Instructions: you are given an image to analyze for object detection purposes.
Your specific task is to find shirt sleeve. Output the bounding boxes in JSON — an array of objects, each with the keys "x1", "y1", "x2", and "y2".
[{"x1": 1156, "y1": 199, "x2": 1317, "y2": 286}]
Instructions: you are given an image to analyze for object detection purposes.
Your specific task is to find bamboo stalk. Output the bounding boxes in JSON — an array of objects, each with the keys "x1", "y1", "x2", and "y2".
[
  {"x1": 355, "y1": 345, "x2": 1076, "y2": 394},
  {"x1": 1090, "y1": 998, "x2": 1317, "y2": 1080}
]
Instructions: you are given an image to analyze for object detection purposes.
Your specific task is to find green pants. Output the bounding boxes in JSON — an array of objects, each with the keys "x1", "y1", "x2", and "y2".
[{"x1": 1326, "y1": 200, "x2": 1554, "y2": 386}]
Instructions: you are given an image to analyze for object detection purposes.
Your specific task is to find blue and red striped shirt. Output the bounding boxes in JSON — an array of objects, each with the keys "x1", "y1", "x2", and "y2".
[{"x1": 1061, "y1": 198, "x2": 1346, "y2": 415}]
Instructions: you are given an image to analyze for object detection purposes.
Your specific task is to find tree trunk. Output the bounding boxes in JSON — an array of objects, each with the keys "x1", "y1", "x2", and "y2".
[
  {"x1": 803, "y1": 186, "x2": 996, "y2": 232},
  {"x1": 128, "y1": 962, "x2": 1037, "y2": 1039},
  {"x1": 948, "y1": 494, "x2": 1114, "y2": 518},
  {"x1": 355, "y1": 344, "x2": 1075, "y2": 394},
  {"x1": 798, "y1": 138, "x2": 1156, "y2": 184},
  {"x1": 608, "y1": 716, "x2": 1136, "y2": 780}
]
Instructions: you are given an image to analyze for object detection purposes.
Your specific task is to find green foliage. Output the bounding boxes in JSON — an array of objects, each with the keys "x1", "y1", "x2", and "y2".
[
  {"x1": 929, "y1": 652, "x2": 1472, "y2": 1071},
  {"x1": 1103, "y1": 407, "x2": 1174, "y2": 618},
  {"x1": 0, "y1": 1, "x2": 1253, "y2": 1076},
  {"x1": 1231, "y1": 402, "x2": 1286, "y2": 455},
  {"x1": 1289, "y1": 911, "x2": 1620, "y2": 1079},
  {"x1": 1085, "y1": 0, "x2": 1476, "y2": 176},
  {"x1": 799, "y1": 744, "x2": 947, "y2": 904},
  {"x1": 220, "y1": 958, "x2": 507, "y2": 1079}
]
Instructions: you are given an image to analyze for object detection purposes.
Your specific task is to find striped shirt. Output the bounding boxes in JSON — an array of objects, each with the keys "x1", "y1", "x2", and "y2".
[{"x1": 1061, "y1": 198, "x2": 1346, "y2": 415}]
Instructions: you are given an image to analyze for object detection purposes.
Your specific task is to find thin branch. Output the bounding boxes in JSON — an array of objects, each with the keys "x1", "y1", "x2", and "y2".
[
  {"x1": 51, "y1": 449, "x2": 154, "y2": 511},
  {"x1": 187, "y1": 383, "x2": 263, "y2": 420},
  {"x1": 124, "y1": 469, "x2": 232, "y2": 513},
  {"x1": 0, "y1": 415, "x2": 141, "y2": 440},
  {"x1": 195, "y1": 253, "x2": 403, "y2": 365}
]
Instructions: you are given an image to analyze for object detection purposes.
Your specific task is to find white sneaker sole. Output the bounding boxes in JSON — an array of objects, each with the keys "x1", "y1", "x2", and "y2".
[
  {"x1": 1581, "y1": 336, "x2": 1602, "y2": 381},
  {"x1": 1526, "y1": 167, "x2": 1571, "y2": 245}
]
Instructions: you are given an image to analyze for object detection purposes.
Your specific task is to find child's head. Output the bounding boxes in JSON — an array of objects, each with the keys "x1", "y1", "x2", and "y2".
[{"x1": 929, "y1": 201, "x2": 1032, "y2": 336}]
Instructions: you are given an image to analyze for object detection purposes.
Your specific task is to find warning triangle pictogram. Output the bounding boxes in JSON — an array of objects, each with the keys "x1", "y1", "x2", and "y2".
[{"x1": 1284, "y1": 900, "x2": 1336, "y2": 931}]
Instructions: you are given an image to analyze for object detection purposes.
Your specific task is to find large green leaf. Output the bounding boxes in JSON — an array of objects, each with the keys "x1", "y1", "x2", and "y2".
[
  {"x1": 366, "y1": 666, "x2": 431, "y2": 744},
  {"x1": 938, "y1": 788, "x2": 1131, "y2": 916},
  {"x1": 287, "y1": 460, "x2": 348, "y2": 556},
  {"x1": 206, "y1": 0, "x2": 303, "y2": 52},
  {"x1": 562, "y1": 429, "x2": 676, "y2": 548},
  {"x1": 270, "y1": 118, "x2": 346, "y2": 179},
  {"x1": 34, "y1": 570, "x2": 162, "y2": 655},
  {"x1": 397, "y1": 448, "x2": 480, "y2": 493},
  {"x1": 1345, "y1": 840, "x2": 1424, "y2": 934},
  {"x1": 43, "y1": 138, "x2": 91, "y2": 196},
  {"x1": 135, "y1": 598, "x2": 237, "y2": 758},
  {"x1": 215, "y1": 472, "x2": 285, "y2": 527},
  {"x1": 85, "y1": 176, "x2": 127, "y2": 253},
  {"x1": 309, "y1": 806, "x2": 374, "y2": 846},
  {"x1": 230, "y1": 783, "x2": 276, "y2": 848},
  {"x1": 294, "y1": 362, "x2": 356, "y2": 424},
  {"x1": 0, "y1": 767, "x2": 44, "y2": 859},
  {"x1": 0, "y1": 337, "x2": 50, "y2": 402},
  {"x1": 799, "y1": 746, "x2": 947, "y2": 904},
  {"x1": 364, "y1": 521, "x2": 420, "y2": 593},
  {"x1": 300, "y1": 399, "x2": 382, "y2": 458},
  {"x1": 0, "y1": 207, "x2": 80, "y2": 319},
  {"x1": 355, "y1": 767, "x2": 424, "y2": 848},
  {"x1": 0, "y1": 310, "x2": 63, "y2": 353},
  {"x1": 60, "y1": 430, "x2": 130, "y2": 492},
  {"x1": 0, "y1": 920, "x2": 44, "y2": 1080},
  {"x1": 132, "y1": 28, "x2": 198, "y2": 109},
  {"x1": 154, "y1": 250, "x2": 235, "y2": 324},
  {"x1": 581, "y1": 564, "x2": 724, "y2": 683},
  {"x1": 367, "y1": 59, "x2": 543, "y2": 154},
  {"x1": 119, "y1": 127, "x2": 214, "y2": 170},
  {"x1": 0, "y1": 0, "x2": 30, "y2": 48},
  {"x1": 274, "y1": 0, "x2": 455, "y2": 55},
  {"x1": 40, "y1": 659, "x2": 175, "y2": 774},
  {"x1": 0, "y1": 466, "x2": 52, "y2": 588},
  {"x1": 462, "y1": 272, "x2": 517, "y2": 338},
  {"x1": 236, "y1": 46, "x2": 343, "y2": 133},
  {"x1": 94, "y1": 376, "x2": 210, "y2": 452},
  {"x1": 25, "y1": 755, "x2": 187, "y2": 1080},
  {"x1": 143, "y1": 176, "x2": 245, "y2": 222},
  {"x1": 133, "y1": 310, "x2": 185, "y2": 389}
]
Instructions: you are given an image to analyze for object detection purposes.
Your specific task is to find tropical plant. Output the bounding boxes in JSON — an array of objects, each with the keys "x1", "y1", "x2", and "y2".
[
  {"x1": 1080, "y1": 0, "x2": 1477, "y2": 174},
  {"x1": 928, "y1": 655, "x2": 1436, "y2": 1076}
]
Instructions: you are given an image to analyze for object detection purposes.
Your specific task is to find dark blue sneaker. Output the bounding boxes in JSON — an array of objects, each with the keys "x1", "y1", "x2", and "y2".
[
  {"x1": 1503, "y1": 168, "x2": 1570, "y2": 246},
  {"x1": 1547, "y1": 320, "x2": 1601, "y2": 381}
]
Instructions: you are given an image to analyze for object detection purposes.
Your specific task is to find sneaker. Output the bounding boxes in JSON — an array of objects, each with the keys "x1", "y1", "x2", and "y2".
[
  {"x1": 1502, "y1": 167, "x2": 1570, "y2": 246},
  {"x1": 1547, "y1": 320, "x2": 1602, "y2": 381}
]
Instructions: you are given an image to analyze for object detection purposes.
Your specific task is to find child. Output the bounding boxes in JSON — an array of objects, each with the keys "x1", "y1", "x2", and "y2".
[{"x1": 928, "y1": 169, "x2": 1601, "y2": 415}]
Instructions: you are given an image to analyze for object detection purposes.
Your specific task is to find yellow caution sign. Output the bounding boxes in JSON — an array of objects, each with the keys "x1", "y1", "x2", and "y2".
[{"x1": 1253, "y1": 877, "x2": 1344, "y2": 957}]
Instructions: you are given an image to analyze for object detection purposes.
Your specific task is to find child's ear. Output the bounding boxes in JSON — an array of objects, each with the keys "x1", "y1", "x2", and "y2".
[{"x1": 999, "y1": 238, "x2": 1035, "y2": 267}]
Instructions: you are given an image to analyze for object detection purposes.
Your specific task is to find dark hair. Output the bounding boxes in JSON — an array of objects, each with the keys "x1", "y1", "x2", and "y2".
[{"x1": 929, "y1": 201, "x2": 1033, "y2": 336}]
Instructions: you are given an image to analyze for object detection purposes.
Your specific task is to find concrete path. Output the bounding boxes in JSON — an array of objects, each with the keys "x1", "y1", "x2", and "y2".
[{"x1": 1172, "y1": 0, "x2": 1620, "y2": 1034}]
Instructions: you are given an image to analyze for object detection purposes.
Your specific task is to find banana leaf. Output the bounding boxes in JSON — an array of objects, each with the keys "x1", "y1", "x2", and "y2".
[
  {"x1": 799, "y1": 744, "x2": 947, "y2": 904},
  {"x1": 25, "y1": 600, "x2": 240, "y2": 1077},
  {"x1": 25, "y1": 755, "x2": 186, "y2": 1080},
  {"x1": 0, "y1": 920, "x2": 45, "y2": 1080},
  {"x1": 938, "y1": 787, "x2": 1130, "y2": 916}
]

====

### Exercise goal
Only the lines from the one with "Your specific task is to find banana" through the end of the data belong in the answer, each reproduced exactly.

### Solved exercise
Your specific task is to find banana leaf. Output the bounding boxes in JSON — an array of objects, each with the keys "x1", "y1", "x2", and "y2".
[
  {"x1": 799, "y1": 744, "x2": 947, "y2": 904},
  {"x1": 25, "y1": 600, "x2": 240, "y2": 1077},
  {"x1": 25, "y1": 755, "x2": 186, "y2": 1080},
  {"x1": 0, "y1": 920, "x2": 45, "y2": 1080},
  {"x1": 938, "y1": 787, "x2": 1130, "y2": 916}
]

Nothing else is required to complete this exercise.